Data for the task:
----

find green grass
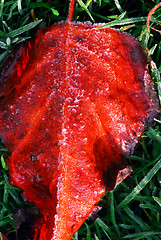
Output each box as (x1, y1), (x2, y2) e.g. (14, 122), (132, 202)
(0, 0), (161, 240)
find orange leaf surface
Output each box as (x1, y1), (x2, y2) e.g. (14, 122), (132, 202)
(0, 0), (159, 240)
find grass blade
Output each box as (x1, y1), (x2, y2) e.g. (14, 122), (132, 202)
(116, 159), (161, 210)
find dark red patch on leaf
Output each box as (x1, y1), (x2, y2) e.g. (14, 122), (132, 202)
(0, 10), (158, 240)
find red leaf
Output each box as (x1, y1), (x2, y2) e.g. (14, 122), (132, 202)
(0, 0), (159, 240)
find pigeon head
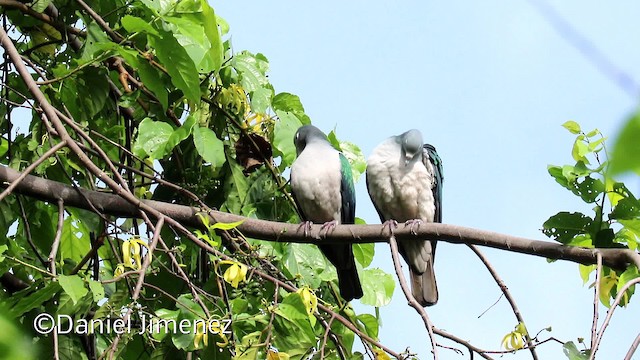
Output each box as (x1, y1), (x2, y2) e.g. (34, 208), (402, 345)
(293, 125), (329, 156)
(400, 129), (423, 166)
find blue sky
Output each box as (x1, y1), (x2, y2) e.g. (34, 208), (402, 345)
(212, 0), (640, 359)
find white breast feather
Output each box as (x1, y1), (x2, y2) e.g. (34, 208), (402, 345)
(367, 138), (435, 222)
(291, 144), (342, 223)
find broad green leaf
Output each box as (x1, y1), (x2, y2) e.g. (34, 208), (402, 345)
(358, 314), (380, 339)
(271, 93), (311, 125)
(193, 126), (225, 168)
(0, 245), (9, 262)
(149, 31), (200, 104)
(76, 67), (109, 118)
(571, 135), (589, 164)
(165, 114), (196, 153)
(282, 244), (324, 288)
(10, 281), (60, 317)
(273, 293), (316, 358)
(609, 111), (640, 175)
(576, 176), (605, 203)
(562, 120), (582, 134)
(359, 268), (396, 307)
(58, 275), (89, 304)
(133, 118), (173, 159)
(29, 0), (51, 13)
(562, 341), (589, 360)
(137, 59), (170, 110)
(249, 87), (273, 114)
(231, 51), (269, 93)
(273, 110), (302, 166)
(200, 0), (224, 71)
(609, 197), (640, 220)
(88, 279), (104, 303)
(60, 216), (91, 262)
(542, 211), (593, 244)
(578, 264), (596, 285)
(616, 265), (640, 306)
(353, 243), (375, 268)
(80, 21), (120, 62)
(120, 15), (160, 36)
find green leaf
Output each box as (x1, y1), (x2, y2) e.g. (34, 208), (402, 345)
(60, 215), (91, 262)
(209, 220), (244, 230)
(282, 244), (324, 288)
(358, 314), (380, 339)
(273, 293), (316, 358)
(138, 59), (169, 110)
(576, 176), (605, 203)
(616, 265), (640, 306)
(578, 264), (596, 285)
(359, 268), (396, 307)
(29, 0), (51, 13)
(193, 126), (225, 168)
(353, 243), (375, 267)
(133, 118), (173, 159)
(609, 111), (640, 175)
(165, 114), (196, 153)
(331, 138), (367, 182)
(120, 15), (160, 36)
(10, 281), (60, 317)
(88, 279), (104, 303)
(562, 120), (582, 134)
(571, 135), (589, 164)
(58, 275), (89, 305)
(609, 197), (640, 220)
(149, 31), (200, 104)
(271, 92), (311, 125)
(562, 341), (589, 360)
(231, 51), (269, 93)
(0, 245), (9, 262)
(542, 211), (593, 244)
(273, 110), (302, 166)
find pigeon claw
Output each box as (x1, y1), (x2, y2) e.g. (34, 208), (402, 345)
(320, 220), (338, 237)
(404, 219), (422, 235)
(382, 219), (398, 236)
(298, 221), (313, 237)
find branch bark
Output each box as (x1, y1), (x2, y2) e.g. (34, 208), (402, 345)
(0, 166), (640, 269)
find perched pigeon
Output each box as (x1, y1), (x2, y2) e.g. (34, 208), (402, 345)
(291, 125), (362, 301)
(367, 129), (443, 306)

----

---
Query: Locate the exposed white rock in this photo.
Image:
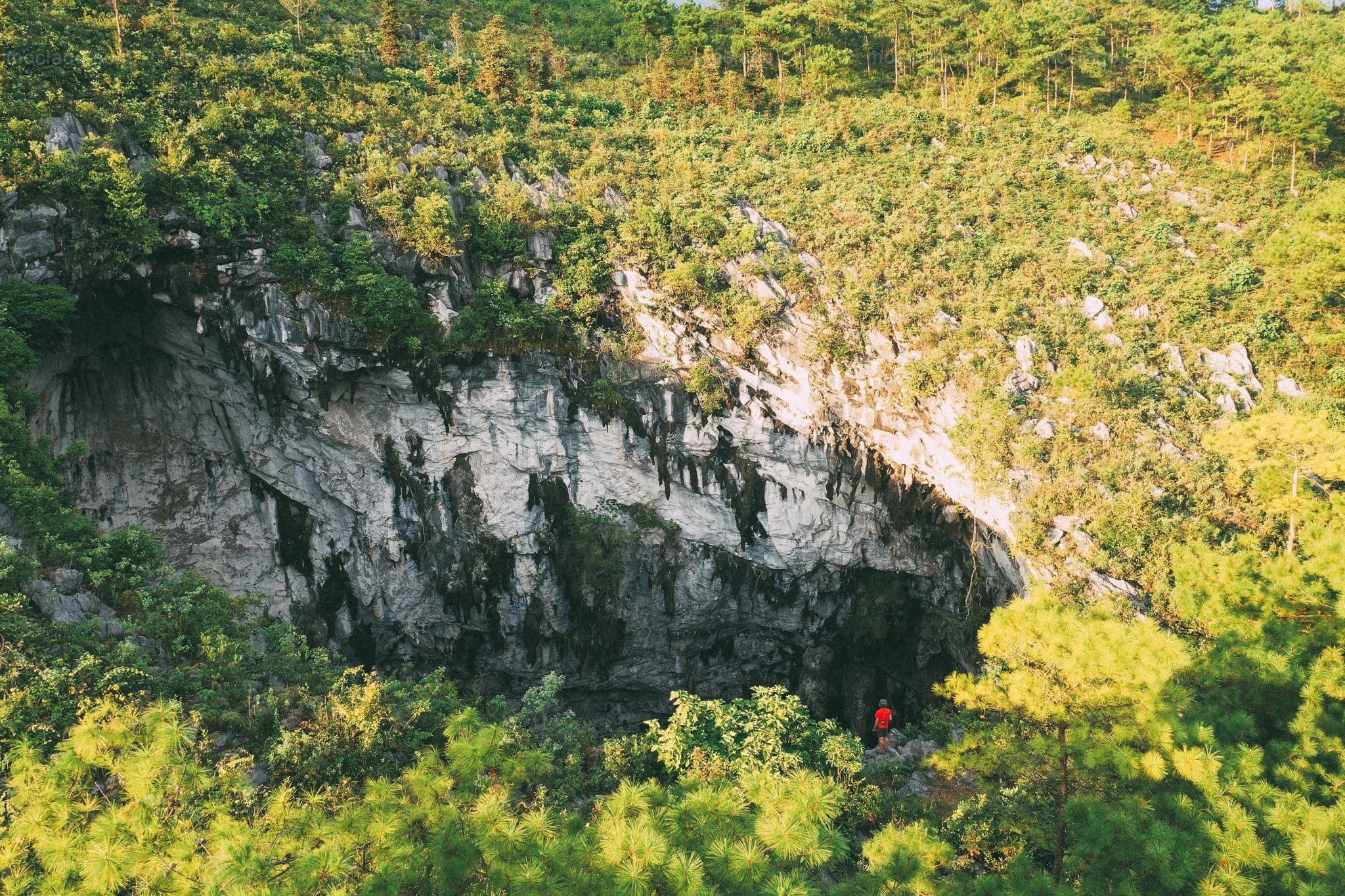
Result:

----

Requirements:
Take the material from the line containing "find green grass" down through the line containing "(0, 10), (158, 240)" and switch every "leaf" to "frond", leaving everything else unchanged. Return only those lines, without the pictures.

Task answer:
find green grass
Output each box as (x1, y1), (x2, y2) e.g. (14, 122), (132, 202)
(0, 0), (161, 240)
find orange frond surface
Output each box as (x1, y1), (x2, y2) e.g. (14, 122), (132, 202)
(0, 0), (159, 240)
find grass blade
Output each box as (x1, y1), (x2, y2) e.g. (14, 122), (132, 202)
(116, 159), (161, 210)
find dark red patch on frond
Output each box as (x1, y1), (x2, y2) e.g. (14, 122), (132, 202)
(0, 10), (158, 240)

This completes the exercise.